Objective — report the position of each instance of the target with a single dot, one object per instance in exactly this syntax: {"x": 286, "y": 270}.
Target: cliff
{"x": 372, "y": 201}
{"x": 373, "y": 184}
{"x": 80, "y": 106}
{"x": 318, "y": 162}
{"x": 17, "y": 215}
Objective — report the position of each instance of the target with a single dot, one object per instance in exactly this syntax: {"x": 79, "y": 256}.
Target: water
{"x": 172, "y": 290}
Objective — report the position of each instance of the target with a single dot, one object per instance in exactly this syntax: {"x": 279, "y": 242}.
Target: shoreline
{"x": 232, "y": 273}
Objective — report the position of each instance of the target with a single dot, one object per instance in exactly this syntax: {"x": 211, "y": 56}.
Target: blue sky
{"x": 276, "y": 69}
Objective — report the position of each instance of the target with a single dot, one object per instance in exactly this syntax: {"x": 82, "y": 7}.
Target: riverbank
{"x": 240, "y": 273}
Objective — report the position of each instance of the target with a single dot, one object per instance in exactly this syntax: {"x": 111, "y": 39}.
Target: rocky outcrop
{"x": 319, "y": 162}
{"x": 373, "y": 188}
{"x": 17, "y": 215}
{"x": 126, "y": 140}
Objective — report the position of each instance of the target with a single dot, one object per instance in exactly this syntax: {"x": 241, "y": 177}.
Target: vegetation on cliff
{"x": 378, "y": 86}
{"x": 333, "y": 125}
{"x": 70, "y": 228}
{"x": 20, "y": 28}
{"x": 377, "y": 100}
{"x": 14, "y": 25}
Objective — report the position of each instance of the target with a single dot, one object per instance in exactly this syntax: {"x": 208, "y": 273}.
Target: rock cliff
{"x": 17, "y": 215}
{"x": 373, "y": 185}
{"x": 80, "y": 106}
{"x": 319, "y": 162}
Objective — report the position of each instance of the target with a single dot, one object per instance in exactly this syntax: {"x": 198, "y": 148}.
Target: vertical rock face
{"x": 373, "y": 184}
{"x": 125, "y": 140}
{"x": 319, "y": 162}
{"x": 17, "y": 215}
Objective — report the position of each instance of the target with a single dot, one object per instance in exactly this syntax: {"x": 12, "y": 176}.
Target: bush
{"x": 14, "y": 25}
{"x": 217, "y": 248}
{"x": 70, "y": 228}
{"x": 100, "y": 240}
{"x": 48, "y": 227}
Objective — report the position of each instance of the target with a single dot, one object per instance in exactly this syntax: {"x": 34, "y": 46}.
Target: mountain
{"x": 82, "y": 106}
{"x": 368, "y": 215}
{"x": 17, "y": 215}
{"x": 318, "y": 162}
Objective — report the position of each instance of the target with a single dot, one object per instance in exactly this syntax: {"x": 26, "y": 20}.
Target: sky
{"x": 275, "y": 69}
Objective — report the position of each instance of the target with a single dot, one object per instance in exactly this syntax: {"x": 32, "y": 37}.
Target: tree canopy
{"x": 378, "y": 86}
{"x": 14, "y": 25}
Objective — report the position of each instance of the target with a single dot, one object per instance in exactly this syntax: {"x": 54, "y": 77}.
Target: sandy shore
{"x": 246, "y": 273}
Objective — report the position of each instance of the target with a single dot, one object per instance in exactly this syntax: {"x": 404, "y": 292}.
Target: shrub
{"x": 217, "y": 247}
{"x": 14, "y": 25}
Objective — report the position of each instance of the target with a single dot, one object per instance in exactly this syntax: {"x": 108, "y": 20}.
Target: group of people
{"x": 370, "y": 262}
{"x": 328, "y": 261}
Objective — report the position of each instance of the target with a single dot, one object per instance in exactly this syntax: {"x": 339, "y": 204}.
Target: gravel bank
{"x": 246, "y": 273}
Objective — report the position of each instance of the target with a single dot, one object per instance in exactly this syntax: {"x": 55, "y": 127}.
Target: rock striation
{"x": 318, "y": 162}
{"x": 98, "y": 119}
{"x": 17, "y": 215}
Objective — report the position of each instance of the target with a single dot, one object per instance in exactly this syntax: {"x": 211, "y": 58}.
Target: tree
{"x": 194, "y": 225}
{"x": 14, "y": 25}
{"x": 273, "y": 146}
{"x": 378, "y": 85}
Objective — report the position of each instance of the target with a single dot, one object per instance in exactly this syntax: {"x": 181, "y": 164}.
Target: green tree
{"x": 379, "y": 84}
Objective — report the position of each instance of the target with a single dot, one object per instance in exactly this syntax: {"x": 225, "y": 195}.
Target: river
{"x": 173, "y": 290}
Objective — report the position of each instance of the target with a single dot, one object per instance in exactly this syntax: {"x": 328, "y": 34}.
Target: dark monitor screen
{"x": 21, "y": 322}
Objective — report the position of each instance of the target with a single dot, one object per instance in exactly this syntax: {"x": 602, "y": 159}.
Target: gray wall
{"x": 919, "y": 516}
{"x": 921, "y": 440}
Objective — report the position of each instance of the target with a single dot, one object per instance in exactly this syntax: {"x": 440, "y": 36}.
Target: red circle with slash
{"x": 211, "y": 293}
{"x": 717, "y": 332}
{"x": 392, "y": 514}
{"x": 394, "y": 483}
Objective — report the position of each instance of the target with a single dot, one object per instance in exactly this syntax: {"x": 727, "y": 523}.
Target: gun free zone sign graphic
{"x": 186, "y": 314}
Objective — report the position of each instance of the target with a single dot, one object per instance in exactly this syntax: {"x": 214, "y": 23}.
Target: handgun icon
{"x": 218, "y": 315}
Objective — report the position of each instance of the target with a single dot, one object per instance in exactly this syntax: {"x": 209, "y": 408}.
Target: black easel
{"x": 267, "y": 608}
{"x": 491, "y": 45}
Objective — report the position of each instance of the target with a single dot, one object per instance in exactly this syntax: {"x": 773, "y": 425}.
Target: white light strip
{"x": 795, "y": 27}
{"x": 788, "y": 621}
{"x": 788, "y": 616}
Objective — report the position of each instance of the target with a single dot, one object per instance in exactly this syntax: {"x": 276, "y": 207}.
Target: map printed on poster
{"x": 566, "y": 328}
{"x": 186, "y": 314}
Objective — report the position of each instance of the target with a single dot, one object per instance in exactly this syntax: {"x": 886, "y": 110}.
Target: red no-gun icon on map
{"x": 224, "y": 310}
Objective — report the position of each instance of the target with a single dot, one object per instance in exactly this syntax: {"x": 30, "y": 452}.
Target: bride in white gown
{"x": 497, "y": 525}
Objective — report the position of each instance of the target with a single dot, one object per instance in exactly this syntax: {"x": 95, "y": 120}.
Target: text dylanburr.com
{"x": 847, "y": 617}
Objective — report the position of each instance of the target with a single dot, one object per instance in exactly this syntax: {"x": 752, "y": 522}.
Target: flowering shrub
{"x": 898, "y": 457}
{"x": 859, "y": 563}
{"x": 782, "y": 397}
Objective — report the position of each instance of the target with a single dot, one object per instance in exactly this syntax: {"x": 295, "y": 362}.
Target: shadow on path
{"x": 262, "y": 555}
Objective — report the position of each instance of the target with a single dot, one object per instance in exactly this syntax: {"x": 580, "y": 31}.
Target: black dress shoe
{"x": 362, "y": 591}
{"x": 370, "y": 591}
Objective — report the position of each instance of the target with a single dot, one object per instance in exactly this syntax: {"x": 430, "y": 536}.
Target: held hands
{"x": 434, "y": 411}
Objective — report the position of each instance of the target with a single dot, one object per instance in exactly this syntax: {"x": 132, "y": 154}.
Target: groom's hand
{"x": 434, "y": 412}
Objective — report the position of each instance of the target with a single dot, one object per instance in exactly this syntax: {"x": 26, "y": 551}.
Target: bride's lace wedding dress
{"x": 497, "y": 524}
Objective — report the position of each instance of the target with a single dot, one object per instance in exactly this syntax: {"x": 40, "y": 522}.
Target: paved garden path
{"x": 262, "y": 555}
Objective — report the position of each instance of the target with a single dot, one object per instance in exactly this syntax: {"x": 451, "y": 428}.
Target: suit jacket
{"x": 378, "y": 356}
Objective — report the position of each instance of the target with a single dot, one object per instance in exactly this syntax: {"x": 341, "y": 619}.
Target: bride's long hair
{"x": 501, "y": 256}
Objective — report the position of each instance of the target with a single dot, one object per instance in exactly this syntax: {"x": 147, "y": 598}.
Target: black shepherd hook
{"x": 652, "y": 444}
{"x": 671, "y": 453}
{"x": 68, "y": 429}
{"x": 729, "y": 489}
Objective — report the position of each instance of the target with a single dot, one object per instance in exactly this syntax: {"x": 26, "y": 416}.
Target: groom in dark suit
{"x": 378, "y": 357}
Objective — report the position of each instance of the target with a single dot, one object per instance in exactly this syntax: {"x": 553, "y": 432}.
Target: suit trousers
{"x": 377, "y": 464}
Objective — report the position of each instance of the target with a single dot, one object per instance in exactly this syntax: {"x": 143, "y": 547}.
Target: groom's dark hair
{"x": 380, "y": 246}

┄┄┄┄┄┄┄┄┄┄┄┄┄┄┄┄┄┄┄┄

→ Problem requirements
Pick out each line of the records above that contains the word "black", and copy those lines.

→ Problem solution
Target: black easel
Target: black dress shoe
Target: black shepherd hook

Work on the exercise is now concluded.